EXCERPT TO READ:

'''

All authors: Dr Kerrie Noonan
Prof Debbie Horsfall
Prof Rosemary Leonard
Presenting author: Dr Kerrie Noonan
Dying well is a social issue, yet there is very little evidence that the social model has been incorporated into end-of-life care practices in Australia. This research aimed to explore the lived experiences of people who, despite the dominant biomedical approach to end of life and deathcare, their work is guided by social or new public health approaches to dying, death and loss.
Critical social science is concerned with questioning dominant ideologies and taken-for-granted assumptions, and giving voice to alternative viewpoints. In-depth interviews were conducted with 12 people (6 institutionally based and 6 community based) who work in end of life and death care. These ´deathworkers´ identified as palliative care specialists, nurses, academics, death doulas/end of life workers, artists, community development workers and death educators. Methods of analysis were informed by a critical and interpretive approach using a six phase inductive thematic approach outlined by Braun and Clarke (2006).
1.Strategies and tactics used for creating social and cultural change are shaped and influenced by workplace setting (i.e.institutional or community) and death literacy
2. The 'siloed' system of end of life care despite its limitations creates 'transitional spaces' that can activate social change practices and activism.
3.Informal or community based work was invisible to the formal healthcare and deathcare systems even though it was practiced across, within, and around all of the silos of care, at any stage of illness, including post-death work in preparation for funeral and burial.
If palliative care and other formal service providers are going to adopt social practices such as compassionate communities, a greater acknowledgement of existing community capacity and informal end of life care is needed. If public health approaches to palliative care develop into a social movement, transformative practice, and emergent leadership is needed.
c. Collective Social Capital: A new model for social capital for end of life care
Presenting Author: Dr Libby Sallnow
An appreciation of the social determinants of health has led to the inclusion of new public health principles and practice within health and social care. End-of-life care has been no exception although there has been little empirical exploration and the approaches remain poorly characterised.

'''

SOURCE INFORMATION:
'''

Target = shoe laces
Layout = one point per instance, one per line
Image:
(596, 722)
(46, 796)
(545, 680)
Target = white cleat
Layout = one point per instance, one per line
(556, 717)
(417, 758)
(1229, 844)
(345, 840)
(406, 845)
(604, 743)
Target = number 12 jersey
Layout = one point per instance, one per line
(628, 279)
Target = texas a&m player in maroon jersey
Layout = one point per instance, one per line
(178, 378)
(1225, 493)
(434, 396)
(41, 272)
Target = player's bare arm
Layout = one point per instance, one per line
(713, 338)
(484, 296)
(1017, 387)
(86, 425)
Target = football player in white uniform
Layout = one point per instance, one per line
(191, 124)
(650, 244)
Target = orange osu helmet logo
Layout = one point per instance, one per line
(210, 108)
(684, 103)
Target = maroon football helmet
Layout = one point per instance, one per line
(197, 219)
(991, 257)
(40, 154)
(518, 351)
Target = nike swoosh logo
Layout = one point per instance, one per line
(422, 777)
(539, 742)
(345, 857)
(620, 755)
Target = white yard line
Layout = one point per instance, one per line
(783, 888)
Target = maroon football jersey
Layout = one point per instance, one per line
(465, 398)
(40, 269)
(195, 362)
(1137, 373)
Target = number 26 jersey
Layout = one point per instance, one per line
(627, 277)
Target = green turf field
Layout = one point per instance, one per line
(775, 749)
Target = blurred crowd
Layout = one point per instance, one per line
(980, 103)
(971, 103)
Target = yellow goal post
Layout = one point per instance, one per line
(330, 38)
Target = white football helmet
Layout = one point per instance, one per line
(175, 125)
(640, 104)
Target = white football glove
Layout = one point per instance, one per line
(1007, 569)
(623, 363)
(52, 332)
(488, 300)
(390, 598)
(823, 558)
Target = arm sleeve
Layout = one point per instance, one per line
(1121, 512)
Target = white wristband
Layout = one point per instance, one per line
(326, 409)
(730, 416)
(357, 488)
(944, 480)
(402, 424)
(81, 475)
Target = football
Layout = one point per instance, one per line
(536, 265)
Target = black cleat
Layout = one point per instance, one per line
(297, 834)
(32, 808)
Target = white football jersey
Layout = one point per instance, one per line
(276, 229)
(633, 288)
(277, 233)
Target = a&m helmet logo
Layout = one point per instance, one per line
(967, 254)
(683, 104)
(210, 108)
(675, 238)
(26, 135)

'''

EXERCISE GOAL: Copy the passage on end-of-life care word for word, beginning at "1.Strategies and tactics" and stopping after "funeral and burial.".

WRITTEN RESPONSE:
1.Strategies and tactics used for creating social and cultural change are shaped and influenced by workplace setting (i.e.institutional or community) and death literacy
2. The 'siloed' system of end of life care despite its limitations creates 'transitional spaces' that can activate social change practices and activism.
3.Informal or community based work was invisible to the formal healthcare and deathcare systems even though it was practiced across, within, and around all of the silos of care, at any stage of illness, including post-death work in preparation for funeral and burial.